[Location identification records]
---+---
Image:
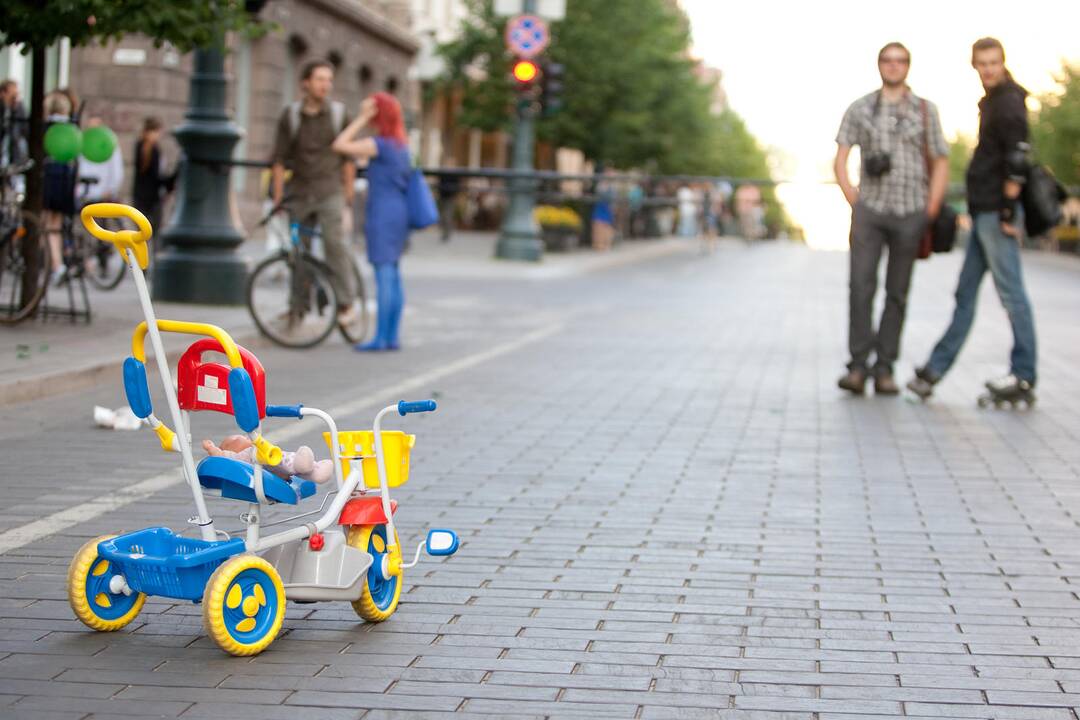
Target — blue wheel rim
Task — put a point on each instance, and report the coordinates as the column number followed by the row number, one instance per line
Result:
column 264, row 613
column 380, row 588
column 115, row 605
---+---
Can you rewrite these records as a two-column CSV with the headers "instruction" and "answer", one row per record? Put the record's text and its answer each in a single quoted field, turn any line breaks into spaces, and leave out the pictures.

instruction,answer
"Image: Target — blue wheel rim Task — put a point on each instance, and report the coordinates as the column number followed by the row number, one instance per line Result:","column 264, row 613 column 380, row 588 column 115, row 605"